╭─ 掲載本文
図11の実施例に適用する場合には、図6の実施例と同様に台車枠振動加速度を検出する台車枠加速度検出装置110、フィルタ12、振幅比率算出処理部(第2振幅比率算出処理部D)111、閾値判定処理部(第2閾値判定処理部D)112を追加するとともに、振幅比率算出処理部13にて車体加速度信号23aと台車枠加速度信号201a(軸箱加速度信号22aに代えて)との振幅比率を算出する如く構成する。また、振幅比率算出処理部13及び閾値判定処理部(第1閾値判定処理部A)14には、図15の振幅比率算出処理部(第3振幅比率算出処理部E)113及び閾値判定処理部(第5閾値判定処理部E)114と同様な振幅比率算出処理及び閾値判定処理機能を持たせる。異常判定処理部15は、閾値判定処理信号203aと閾値判定処理信号27aと閾値判定処理信号25aと閾値判定処理信号28aの4つの信号をもって異常を判定する。
係る適用例によれば、(1)軌道異常、(2)台車異常(軸バネ)、(3)台車異常(空気バネ)、(4)車体異常振動の分離判定が可能である。
【符号の説明】
【0054】
1:軌道
2:輪軸
3:台車枠
5:台車
6:車体
7:車両
9:軸箱
10:軸箱加速度検出装置
11:車体加速度検出装置
12:フィルタ処理部
13:振幅比率算出処理部
14:閾値判定処理部(A)
15:異常判定処理部
16:判定結果出力処理部
17:異常検出装置
18:閾値判定処理部(B)
19:閾値判定処理部(C)
22a:軸箱加速度信号
23a:車体加速度信号
24a:振幅比率信号
25a:閾値判定処理信号(A)
26a:異常判定処理信号
27a:閾値判定処理信号(B)
28a:閾値判定処理信号(C)
29a:走行位置信号
30a:閾値取得信号
31a:デ−タベ−ス閾値信号
32a:閾値信号
50:窓フィルタ
51:軸箱加速度信号
52:車体加速度信号
53:軸箱加速度RMS値
54:車体加速度RMS値
55:RMS値振幅比率
80:閾値設定部
81:デ−タベ−ス
100:走行位置検出装置
101:軸箱加速度計
102:車体加速度計
103:台車枠振動加速度計
110:台車枠加速度検出装置
111:振幅比率算出処理部(D)
112:閾値判定処理部(D)
113:振幅比率算出処理部(E)
114:閾値判定処理部(E)
╰─
練習問題.
[A] 異常検出装置に関する本文の適用例で、異常判定処理部15はいくつの信号をもって異常を判定しますか。
[B] 異常検出装置に関する本文を、最後の行の後から書き進めてください。
記録は、本文とは別個の資料です。
╭─ 記録抜粋
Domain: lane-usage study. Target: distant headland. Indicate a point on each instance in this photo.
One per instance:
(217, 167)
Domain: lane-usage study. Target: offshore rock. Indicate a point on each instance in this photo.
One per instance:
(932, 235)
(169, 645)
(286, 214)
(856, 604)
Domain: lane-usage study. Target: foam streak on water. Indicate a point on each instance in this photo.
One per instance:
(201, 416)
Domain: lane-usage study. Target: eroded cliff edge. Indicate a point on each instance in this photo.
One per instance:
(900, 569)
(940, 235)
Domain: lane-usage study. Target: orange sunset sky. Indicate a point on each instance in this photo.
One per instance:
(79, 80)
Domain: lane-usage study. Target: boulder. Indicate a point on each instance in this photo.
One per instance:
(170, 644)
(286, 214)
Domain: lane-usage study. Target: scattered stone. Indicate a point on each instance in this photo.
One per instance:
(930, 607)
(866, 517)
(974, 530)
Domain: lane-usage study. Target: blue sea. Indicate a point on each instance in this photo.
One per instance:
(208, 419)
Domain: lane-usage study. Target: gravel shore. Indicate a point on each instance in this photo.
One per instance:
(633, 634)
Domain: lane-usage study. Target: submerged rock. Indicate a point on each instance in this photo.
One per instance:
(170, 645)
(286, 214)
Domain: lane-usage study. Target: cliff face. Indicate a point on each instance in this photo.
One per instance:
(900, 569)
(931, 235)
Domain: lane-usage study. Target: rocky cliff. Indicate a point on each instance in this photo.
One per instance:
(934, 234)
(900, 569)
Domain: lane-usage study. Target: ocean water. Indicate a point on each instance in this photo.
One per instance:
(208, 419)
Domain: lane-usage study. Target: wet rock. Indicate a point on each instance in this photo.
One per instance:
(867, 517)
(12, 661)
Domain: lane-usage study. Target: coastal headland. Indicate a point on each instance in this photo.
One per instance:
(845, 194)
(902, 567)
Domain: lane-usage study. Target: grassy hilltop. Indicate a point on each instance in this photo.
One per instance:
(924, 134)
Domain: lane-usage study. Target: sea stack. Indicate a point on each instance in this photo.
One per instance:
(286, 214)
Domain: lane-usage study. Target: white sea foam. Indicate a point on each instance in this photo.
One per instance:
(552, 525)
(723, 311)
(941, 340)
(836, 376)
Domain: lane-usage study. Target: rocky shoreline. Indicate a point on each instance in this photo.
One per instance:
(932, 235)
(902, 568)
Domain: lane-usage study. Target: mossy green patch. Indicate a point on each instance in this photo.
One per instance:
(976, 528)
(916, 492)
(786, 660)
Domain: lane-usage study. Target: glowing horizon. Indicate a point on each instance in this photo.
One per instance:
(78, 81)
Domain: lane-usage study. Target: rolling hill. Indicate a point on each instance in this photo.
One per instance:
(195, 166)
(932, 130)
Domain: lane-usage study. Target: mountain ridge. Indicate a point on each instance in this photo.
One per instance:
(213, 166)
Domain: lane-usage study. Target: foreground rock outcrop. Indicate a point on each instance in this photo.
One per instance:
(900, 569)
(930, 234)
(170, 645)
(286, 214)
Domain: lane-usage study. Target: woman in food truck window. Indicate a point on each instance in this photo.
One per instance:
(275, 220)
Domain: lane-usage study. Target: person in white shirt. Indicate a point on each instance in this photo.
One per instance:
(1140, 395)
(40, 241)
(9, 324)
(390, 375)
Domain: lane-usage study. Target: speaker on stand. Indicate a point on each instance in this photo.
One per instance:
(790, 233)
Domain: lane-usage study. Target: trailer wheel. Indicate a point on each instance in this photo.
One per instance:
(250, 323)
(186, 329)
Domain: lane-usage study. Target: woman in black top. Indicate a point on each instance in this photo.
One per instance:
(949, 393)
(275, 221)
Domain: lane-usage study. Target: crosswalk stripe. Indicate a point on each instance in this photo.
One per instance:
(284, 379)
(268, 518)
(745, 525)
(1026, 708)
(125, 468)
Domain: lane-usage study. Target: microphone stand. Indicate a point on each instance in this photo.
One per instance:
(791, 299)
╰─
解答.
[A] 閾値判定処理信号203a、27a、25a、28aの4つの信号をもって判定します。

[B]
122:輪軸−台車枠加速度RMS値振幅比率
123:台車枠−車体加速度RMS値振幅比率

【特許請求の範囲】
【請求項1】
鉄道車両の振動を検出する振動検出装置と、前記振動検出装置から検出した信号を用いて前記鉄道車両の異常を検知する異常検出装置を備え、
前記振動検出装置は、前記鉄道車両の輪軸に設置された軸箱の振動加速度及び前記鉄道車両の車体の振動加速度から前記鉄道車両の振動を検出する振動検出手段を含み、
前記異常検出装置は、前記振動検出手段の前記軸箱振動加速度と前記車体振動加速度との第1振幅比率を計算する第1振幅比率計算手段と、前記第1振幅比率と閾値とを比較判定する第1閾値判定処理手段と、前記第1閾値判定処理手段の判定結果から異常要因を判定する異常判定処理手段を含む、
ことを特徴とする鉄道車両。
【請求項2】
請求項1記載の鉄道車両において、前記異常検出装置が、更に、前記鉄道車両の軸箱振動加速度と閾値とを判定する第2閾値判定処理手段を備えたことを特徴とする鉄道車両。
【請求項3】
請求項2記載の鉄道車両において、前記異常検出装置が、更に前記鉄道車両の車体振動加速度と閾値とを比較判定する第3閾値判定処理手段を備えたことを特徴とする鉄道車両。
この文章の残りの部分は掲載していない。